- _Что сделать_:
[1] Выпишите из текста о Ролане слово в слово кусок, который начинается словами «Дальше король уже» и заканчивается словами «оттуда почти роялистами.».
[2] Ответьте на вопросы по тексту о Ролане:
(а) Что сделало Ролана доверчивым к предупредительности Дюмурье?
(б) Как отреагировал Дюмурье на появление Ролана в Тюильри?
(в) Кем новые министры вышли с заседания совета?

- _Текст для разбора_:

· · ·

Ролан, вполне счастливый тем, что достиг такого уровня власти, не предвидел беды. Удовлетворенное честолюбие сделало его доверчивым к предупредительности Дюмурье и даже смягчило по отношению к королю. При вступлении в должность Ролан старался выказать резкость своих принципов в костюме и грубоватый либерализм — в манерах.
Он явился в Тюильри весь в черном, в круглой шляпе, в башмаках, без пряжек, и покрытых пылью; он хотел всем своим видом показать, как человек из народа становится лицом к лицу с человеком трона. Придворные пришли в негодование от такого поступка, на короля он подействовал болезненно, а Дюмурье только посмеялся. «О, в самом деле, все потеряно, господа! — сказал он придворным. — Если нет этикета, нет более и монархии!» Эти шутливые слова свели на нет в одно и то же время и гнев двора, и весь эффект спартанской затеи Ролана.
Дальше король уже не испытывал неудобства и обошелся с Роланом с той искренностью, которая всегда открывала ему сердца собеседников. Новые министры изумились, почувствовав себя растроганными и откровенными в присутствии монарха. Они явились на заседание совета подозрительными республиканцами, а вышли оттуда почти роялистами.

· · ·

- _Исходные данные_:
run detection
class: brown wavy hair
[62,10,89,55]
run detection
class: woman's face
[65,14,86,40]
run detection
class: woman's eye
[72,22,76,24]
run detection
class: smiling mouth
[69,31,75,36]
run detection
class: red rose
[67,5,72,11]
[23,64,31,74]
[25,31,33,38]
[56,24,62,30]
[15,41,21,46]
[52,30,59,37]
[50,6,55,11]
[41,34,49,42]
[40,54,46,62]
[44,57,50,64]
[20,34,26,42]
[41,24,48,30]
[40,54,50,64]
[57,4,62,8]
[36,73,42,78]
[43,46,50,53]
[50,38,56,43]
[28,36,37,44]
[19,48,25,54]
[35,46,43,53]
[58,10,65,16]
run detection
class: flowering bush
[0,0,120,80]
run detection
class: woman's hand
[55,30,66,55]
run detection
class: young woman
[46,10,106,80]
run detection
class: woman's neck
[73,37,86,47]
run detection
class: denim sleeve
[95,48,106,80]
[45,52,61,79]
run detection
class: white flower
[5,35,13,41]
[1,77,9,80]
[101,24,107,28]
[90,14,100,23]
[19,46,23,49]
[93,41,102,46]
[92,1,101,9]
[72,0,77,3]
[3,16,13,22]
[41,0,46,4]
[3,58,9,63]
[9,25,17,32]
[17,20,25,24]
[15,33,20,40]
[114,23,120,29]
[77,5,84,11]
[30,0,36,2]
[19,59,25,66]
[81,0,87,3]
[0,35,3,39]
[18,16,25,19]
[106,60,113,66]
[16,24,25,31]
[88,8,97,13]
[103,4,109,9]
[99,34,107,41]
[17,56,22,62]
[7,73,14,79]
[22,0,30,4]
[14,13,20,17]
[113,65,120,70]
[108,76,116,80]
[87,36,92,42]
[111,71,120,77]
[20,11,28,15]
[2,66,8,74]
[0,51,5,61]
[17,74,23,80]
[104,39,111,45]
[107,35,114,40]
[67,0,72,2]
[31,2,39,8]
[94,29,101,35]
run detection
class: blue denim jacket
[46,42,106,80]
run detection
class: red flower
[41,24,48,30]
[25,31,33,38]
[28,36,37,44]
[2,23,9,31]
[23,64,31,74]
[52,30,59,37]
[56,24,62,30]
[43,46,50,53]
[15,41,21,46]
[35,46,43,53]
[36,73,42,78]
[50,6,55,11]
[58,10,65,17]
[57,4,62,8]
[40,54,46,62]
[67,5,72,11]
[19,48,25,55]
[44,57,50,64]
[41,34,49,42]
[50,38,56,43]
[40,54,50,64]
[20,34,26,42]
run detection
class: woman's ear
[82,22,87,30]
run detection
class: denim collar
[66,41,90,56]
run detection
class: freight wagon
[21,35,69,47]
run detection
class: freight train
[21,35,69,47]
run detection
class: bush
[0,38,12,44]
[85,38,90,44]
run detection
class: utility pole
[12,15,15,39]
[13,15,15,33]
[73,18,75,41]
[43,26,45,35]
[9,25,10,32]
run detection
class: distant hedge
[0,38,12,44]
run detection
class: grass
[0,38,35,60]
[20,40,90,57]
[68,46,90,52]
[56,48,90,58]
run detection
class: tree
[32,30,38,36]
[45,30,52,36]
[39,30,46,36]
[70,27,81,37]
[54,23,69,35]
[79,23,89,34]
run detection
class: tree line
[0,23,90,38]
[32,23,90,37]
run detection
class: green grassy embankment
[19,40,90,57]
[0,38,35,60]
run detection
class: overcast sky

· · ·

- _Ответы на задания_:
[1]
Дальше король уже не испытывал неудобства и обошелся с Роланом с той искренностью, которая всегда открывала ему сердца собеседников. Новые министры изумились, почувствовав себя растроганными и откровенными в присутствии монарха. Они явились на заседание совета подозрительными республиканцами, а вышли оттуда почти роялистами.

[2]
(а) Удовлетворенное честолюбие.
(б) Только посмеялся.
(в) Почти роялистами.